RECORDS PROVIDED
══════════════════════════════

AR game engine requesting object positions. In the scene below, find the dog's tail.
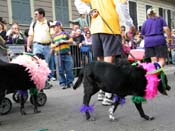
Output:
[73,69,84,90]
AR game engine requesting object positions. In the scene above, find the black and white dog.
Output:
[73,61,170,120]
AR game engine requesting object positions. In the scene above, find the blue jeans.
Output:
[171,49,175,64]
[56,55,74,86]
[33,42,50,63]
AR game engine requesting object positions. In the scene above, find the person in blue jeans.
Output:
[27,8,52,89]
[170,29,175,65]
[51,21,74,89]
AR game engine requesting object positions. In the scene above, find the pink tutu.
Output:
[11,55,50,90]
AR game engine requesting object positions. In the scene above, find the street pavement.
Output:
[0,65,175,131]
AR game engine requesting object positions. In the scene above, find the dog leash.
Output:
[90,9,137,62]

══════════════════════════════

WRITTEN EXERCISE
Could you write out all of the lines above again with every "scene" replaced by "frame", keeping everything else the same and leaving out the pictures?

EXPECTED ANSWER
AR game engine requesting object positions. In the frame below, find the dog's tail.
Output:
[73,69,84,90]
AR game engine requesting object positions. In the frame above, find the black and white dog.
Output:
[73,61,170,120]
AR game engine requesting object positions. In the frame above, find the blue jeans.
Output:
[171,49,175,64]
[56,55,74,86]
[33,42,50,63]
AR game engine requesting object positions. In the frame above, find the person in blue jeans.
Output:
[27,8,52,89]
[170,29,175,65]
[51,21,74,89]
AR game engine requesting object positions. In the frame above, find the pink tutu.
Output:
[11,55,50,90]
AR game engine requesting object positions. In the frame above, find the street pavement.
Output:
[0,65,175,131]
AR game engine requesting object positions. In the frame above, find the dog leash.
Output:
[90,9,137,62]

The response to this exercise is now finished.